(EXERCISE DIRECTIONS) Carry on the forum thread about ideas for a college Scratch animation from the point where it stops.

# Need to make an animation...LOL



## stinger608 (Oct 25, 2012)

In sorts. This is kind of nuts, but I have to build an animation using Scratch. 

This is a College assignment believe it or not. I am not trying to get anyone to do that or anything, I am just lost as to what the hell to make for the assignment. 

Shoot me some ideas on what you would like to see. It doesn't have to be real long or in depth, just a theme or subject that would be cool. 


Thanks in advance


----------



## 3870x2 (Oct 25, 2012)

That is interesting.  Scratch is a good idea for kids under 10 I guess.

Emulate an old stickdeath episode.


----------



## Fourstaff (Oct 25, 2012)

Gangnam style gogo!


----------



## Kreij (Oct 25, 2012)

Wiki said:
			
		

> The first version of Scratch was developed in 2006 by the *Lifelong Kindergarten group*



Did you research your college before you enrolled? 

Do a dancing Panda that gets killed by a shark with laser beams and then eaten by zombies.


----------



## Sasqui (Oct 25, 2012)

(ITEMS)
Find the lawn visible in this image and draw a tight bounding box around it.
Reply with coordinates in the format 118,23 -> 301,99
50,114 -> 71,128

---

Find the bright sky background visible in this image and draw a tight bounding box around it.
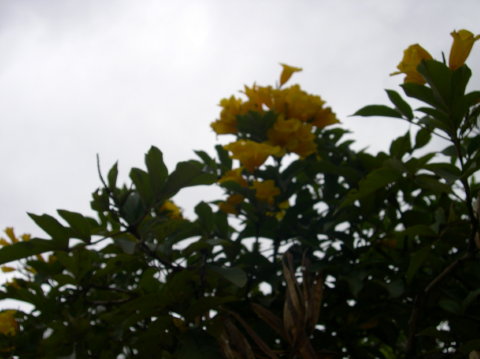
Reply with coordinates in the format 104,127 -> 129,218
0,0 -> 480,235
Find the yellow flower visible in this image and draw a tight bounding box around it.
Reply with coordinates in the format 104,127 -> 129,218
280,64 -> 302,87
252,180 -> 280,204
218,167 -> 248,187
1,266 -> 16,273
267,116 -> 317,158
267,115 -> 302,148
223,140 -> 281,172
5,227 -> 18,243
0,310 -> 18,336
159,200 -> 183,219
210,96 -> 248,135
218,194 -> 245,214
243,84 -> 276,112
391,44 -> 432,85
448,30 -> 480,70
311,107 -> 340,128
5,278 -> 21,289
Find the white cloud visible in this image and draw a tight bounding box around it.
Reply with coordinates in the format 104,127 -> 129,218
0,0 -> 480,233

(IN RESPONSE)
Kreij said:


> Do a dancing Panda that gets killed by a shark with laser beams and then eaten by zombies.



Yes, and please do post a link when your finished!


----------



## stinger608 (Oct 26, 2012)

Kreij said:


> Did you research your college before you enrolled?
> 
> Do a dancing Panda that gets killed by a shark with laser beams and then eaten by zombies.



 That is some funny shit Kreij!!!!! That might just be the ticket man. 

Research? Um yea, Harvard. Have no idea why they do that to be honest.


----------



## SaltyFish (Oct 26, 2012)

Fancy lightsaber battle.


----------



## stinger608 (Oct 26, 2012)

SaltyFish said:


> Fancy lightsaber battle.



 Now that would be pretty damn cool Salty!!!!!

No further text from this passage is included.